▶ **WHAT THE TASK REQUIRES**
Pick out every line of the entries below that contains the string "yellow", and copy each one. Case counts.

▶ **INPUT ROWS**
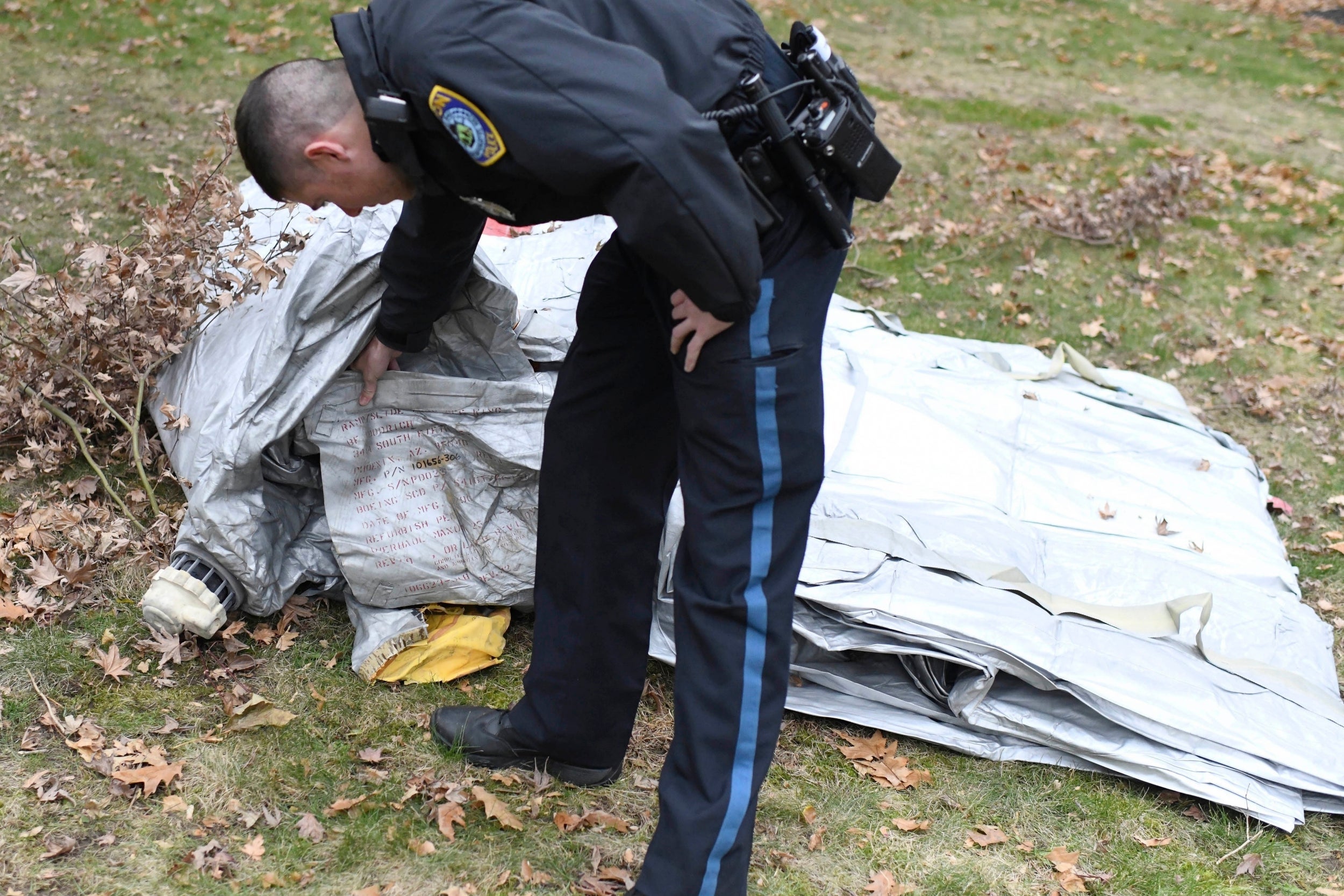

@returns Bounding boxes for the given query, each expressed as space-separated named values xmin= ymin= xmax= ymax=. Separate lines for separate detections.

* * *

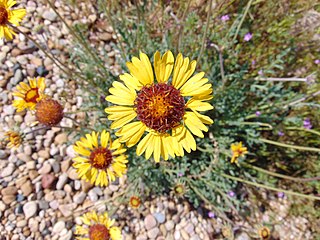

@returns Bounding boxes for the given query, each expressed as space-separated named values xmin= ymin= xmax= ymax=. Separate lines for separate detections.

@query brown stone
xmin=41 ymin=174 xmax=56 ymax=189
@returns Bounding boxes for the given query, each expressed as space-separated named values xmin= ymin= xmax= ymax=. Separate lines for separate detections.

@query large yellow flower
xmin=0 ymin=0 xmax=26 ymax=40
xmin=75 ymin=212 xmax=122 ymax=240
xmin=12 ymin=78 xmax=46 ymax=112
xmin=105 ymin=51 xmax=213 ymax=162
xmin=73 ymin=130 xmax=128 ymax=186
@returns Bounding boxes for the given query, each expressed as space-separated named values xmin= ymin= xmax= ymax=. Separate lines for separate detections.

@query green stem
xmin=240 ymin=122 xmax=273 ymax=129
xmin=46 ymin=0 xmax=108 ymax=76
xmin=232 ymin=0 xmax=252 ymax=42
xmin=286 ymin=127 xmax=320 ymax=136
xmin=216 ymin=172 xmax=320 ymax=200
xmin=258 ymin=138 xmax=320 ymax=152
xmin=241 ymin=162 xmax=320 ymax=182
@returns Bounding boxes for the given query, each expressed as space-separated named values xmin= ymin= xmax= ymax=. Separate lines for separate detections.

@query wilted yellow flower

▶ **FULL OUTPUT**
@query large yellow flower
@query wilted yellow flower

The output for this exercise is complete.